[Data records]
——

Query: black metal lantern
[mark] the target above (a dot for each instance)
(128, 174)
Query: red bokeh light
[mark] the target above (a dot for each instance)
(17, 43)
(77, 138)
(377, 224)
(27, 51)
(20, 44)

——

YOUR ASSIGNMENT
Exact copies of all entries are what's needed here.

ANSWER AREA
Query: black metal lantern
[mark] the target above (a dot for each instance)
(128, 174)
Query: red bokeh light
[mark] the target above (a dot for each instance)
(17, 43)
(77, 138)
(377, 224)
(27, 51)
(20, 44)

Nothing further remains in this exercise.